- PROBLEM REQUIREMENTS: Transcribe every record beneath, precisely as written.

- DATA RECORDS:
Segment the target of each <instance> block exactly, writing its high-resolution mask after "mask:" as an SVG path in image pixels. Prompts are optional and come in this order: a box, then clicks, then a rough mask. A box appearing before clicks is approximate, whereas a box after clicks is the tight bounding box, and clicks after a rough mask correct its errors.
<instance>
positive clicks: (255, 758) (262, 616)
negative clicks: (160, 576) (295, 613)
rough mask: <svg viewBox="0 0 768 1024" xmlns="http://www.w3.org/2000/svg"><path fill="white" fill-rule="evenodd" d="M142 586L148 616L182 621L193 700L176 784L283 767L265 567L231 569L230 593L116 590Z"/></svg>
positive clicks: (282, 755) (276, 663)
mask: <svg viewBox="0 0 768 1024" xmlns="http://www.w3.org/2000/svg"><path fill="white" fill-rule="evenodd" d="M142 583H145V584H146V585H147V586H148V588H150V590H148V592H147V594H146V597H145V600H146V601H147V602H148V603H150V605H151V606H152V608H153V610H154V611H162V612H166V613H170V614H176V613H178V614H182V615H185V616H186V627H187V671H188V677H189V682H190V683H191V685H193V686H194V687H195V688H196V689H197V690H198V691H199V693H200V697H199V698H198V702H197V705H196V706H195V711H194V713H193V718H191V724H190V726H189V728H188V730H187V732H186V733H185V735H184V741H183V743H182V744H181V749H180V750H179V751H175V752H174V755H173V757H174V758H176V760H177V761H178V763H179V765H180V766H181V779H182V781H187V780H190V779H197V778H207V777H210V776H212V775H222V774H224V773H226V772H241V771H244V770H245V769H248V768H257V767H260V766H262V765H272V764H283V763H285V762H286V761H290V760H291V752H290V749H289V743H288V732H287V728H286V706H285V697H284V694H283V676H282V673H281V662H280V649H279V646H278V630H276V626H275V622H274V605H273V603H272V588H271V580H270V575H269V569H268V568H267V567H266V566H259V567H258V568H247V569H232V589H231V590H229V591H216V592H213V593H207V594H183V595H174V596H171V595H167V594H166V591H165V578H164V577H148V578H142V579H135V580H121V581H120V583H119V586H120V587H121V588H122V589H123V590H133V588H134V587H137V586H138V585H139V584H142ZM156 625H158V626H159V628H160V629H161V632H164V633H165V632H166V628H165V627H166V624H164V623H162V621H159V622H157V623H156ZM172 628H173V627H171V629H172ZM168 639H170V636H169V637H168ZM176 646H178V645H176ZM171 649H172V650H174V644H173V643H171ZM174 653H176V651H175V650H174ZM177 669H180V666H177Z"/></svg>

- SOLUTION TO THIS EXERCISE:
Segment the target of each <instance> block exactly, writing its high-resolution mask after "mask:" as an SVG path in image pixels. Prompts are optional and come in this order: a box, then clicks, then a rough mask. A box appearing before clicks is approximate, whereas a box after clicks is the tight bounding box, and clicks after a rough mask correct its errors.
<instance>
positive clicks: (255, 758) (262, 616)
negative clicks: (160, 576) (295, 613)
rough mask: <svg viewBox="0 0 768 1024" xmlns="http://www.w3.org/2000/svg"><path fill="white" fill-rule="evenodd" d="M142 586L148 616L182 621L193 700L176 784L283 767L265 567L231 569L230 593L116 590Z"/></svg>
positive clicks: (282, 755) (276, 663)
mask: <svg viewBox="0 0 768 1024" xmlns="http://www.w3.org/2000/svg"><path fill="white" fill-rule="evenodd" d="M142 583H145V584H146V585H147V586H148V588H150V590H148V592H147V594H146V597H145V600H146V601H147V602H148V603H150V605H151V606H152V608H153V610H154V611H162V612H166V613H170V614H176V613H178V614H182V615H185V616H186V627H187V671H188V677H189V682H190V683H191V685H193V686H194V687H195V688H196V689H197V690H198V691H199V693H200V697H199V698H198V702H197V705H196V706H195V711H194V713H193V718H191V724H190V726H189V728H188V730H187V732H186V733H185V735H184V741H183V743H182V744H181V749H180V750H179V751H175V752H174V755H173V757H174V758H176V760H177V761H178V763H179V765H180V766H181V779H182V781H187V780H190V779H197V778H207V777H210V776H212V775H222V774H224V773H226V772H241V771H244V770H245V769H248V768H257V767H260V766H262V765H272V764H283V763H285V762H286V761H290V760H291V752H290V749H289V743H288V732H287V728H286V706H285V697H284V694H283V676H282V673H281V662H280V649H279V646H278V630H276V626H275V622H274V605H273V603H272V588H271V580H270V575H269V569H268V568H267V567H266V566H259V567H258V568H247V569H232V589H231V590H229V591H216V592H213V593H207V594H183V595H174V596H171V595H167V594H166V591H165V578H164V577H148V578H142V579H135V580H121V581H120V583H119V586H120V587H121V588H122V589H123V590H133V588H134V587H137V586H138V585H139V584H142ZM156 625H158V626H159V628H160V629H161V632H164V633H165V632H166V628H165V627H166V624H164V623H162V621H159V622H157V623H156ZM172 628H173V627H171V629H172ZM168 639H170V636H169V637H168ZM176 646H178V645H176ZM171 649H172V650H174V644H173V643H171ZM174 653H176V651H175V650H174ZM177 669H180V666H177Z"/></svg>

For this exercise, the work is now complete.